[DATASET RECORDS Boundary: Start]
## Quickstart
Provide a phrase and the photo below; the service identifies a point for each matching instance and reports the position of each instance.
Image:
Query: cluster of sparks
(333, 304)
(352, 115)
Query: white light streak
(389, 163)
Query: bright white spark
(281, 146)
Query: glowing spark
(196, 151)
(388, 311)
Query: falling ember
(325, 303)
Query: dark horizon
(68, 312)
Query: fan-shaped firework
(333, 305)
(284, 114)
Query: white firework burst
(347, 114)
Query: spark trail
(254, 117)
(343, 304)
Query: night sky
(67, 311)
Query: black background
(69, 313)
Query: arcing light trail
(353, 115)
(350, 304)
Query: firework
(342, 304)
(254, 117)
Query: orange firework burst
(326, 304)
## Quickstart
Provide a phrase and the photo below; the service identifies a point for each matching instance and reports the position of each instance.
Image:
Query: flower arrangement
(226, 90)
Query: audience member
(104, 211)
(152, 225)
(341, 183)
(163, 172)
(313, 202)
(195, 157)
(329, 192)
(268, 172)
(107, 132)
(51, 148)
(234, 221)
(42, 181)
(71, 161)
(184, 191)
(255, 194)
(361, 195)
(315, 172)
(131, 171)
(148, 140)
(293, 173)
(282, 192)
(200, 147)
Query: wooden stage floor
[DATASET RECORDS Boundary: End]
THE PROBLEM>
Copy every entry exactly; no part may be left out.

EXPECTED OUTPUT>
## Quickstart
Provide a phrase and the photo below; the service identifies a point for each matching instance and reports the position of each instance.
Image:
Query: cluster of sparks
(333, 304)
(352, 115)
Query: white light streak
(389, 163)
Query: bright white spark
(281, 146)
Query: glowing spark
(196, 151)
(388, 311)
Query: falling ember
(325, 303)
Query: dark horizon
(68, 312)
Query: fan-shaped firework
(333, 305)
(284, 114)
Query: white firework burst
(347, 114)
Query: spark trail
(254, 117)
(343, 304)
Query: night sky
(67, 311)
Query: black background
(69, 313)
Query: arcing light trail
(353, 115)
(350, 304)
Query: firework
(342, 304)
(254, 117)
Query: orange firework burst
(326, 304)
## Quickstart
Provide a phrase and the photo below; the service identifies a point for each matching instance and reports the position of each instance.
Image:
Query: flower arrangement
(226, 90)
Query: audience member
(104, 211)
(152, 225)
(341, 183)
(163, 172)
(313, 202)
(195, 157)
(329, 192)
(268, 172)
(107, 132)
(51, 148)
(234, 221)
(42, 181)
(71, 161)
(184, 191)
(255, 194)
(361, 195)
(315, 172)
(131, 171)
(148, 140)
(293, 173)
(282, 192)
(200, 147)
Query: wooden stage floor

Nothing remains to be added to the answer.